EXERCISE DESCRIPTION:
Rewrite the rows below, putting "most distant from its boundary" wherever "farthest from its edges" appears and leaving everything else unchanged.

::::::::

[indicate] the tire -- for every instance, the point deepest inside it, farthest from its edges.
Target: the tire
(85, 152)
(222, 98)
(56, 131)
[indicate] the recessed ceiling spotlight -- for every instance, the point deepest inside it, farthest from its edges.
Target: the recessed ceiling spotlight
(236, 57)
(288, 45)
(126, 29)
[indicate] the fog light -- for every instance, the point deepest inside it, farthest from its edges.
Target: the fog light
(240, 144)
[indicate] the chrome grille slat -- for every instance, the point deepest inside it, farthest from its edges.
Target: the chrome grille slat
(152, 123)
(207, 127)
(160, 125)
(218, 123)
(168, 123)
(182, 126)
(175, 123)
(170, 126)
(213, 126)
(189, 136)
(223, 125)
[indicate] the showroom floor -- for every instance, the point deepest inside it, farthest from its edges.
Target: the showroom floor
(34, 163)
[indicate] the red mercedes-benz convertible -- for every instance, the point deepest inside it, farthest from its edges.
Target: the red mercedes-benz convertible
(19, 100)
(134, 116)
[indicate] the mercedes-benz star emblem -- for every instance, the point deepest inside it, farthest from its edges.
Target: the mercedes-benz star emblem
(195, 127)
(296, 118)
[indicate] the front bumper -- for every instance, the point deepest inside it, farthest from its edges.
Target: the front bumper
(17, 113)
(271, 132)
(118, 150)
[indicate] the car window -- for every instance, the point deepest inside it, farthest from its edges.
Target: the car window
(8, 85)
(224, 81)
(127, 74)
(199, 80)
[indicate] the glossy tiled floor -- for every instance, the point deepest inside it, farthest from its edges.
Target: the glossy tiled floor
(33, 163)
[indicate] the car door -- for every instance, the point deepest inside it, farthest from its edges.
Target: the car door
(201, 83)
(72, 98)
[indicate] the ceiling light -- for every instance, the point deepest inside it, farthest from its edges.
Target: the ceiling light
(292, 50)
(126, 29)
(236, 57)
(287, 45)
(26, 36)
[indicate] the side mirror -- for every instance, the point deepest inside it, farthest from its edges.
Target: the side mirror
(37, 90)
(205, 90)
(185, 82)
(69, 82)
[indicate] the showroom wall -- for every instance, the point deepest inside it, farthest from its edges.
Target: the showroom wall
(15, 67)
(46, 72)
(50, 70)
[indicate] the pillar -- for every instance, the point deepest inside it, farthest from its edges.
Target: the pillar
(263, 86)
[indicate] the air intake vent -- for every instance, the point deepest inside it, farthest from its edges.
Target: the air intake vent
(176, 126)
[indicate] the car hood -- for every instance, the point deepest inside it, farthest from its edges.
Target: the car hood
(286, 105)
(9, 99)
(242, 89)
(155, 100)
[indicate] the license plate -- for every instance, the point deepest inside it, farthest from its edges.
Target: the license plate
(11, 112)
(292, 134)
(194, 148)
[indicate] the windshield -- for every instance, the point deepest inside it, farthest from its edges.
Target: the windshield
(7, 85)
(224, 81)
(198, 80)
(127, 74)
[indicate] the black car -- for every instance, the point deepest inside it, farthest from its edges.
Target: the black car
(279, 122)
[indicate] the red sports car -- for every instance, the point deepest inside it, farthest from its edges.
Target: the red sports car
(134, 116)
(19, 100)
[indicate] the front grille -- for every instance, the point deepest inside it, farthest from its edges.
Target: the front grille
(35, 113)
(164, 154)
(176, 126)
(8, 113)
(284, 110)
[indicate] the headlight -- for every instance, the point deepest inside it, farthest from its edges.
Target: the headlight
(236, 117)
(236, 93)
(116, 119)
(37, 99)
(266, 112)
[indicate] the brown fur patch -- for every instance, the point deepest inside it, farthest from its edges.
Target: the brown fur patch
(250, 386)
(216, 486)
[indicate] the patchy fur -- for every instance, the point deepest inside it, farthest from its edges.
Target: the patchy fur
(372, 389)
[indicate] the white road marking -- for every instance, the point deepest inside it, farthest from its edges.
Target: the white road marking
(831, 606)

::::::::

THE REPLY:
[indicate] the tire -- for every instance, the point deepest inside it, most distant from its boundary.
Target: the tire
(85, 152)
(222, 98)
(56, 131)
[indicate] the recessed ceiling spotlight -- for every instance, the point deepest inside it, most distant from its boundary.
Target: the recessed ceiling spotlight
(236, 57)
(288, 45)
(126, 29)
[indicate] the fog light -- for every instance, the point deepest inside it, most distant from its boundary.
Target: the fog light
(240, 144)
[indicate] the chrome grille slat -- for every instance, the point deepest inside it, most distant from its boundary.
Target: the chrome grille slat
(152, 123)
(207, 127)
(160, 125)
(218, 123)
(168, 123)
(182, 126)
(175, 123)
(170, 126)
(213, 126)
(189, 136)
(223, 125)
[indicate] the showroom floor -- for every instance, the point deepest inside it, most distant from its boundary.
Target: the showroom floor
(34, 163)
[indicate] the red mercedes-benz convertible -- for every instance, the point deepest inside it, most distant from its boundary.
Target: the red mercedes-benz convertible
(19, 100)
(134, 116)
[indicate] the mercedes-benz star emblem -- for every instance, the point deepest inside it, most distant from its boundary.
Target: the mercedes-benz star emblem
(195, 127)
(296, 118)
[indicate] the front bumper -- for every instance, the point deepest inside it, most distant from its boundary.
Target: the front bumper
(17, 113)
(271, 132)
(118, 150)
[indicate] the car window -- for every instance, the point deepest inside it, most distant from its boundary.
Target: the car window
(8, 85)
(224, 81)
(127, 74)
(199, 80)
[indicate] the glossy tiled floor -- for every instance, the point deepest inside it, most distant from its boundary.
Target: the glossy tiled floor
(33, 163)
[indicate] the car door -- for every instance, the point deepest inside it, most distant from its boundary.
Target: the car door
(201, 83)
(72, 98)
[indicate] the ceiling light -- for every instance, the point deepest inside it, most distant from its boundary.
Target: the ceiling light
(292, 50)
(126, 29)
(236, 57)
(287, 45)
(26, 36)
[indicate] the side mirror -- for every instance, the point deepest inside it, most distant from its boundary.
Target: the side mirror
(37, 90)
(205, 90)
(185, 82)
(69, 82)
[indicate] the showroom wall -- for every instance, the point deepest inside it, most distant from its boundary.
Target: the showroom wall
(15, 67)
(46, 72)
(50, 70)
[indicate] the pillar -- for every instance, the point deepest inside it, most distant from its boundary.
Target: the pillar
(263, 86)
[indicate] the air intake vent -- for every instance, the point deepest inside it, most distant from its boundary.
Target: the air intake vent
(176, 126)
[indicate] the car hood -- for every instance, the point deepest inside it, most distant from its boundary.
Target: the car hood
(286, 105)
(9, 99)
(242, 89)
(155, 100)
[indicate] the license plate -- for every instance, the point deepest inside it, most distant from its boundary.
Target: the license plate
(11, 112)
(292, 134)
(194, 148)
[indicate] the windshield -- for every instance, the point deepest inside it, most distant from its boundary.
Target: the windshield
(7, 85)
(224, 81)
(198, 80)
(127, 74)
[indicate] the black car -- for every instance, the point deepest inside it, most distant from its boundary.
Target: the black car
(279, 122)
[indicate] the red sports car -- for every instance, the point deepest inside it, most distant from its boundary.
Target: the red sports car
(134, 116)
(19, 100)
[indicate] the front grille -- for every instance, the point deepest inside it, most distant from its boundary.
Target: the front grille
(35, 113)
(164, 154)
(176, 126)
(8, 113)
(284, 110)
[indicate] the headlight -- for every instance, the point deepest inside it, most distant from its boundary.
Target: the headlight
(236, 117)
(236, 93)
(116, 119)
(37, 99)
(266, 112)
[indicate] the brown fur patch -- for every instance, the point deepest inside it, most distant from its boundary.
Target: the brown fur patch
(250, 386)
(216, 486)
[indicate] the patchy fur -- for every instance, the point deepest inside it, most distant from its boundary.
Target: the patchy fur
(372, 389)
[indicate] the white road marking -- for every instance, the point deepest inside it, most distant from its boundary.
Target: the white road marking
(831, 606)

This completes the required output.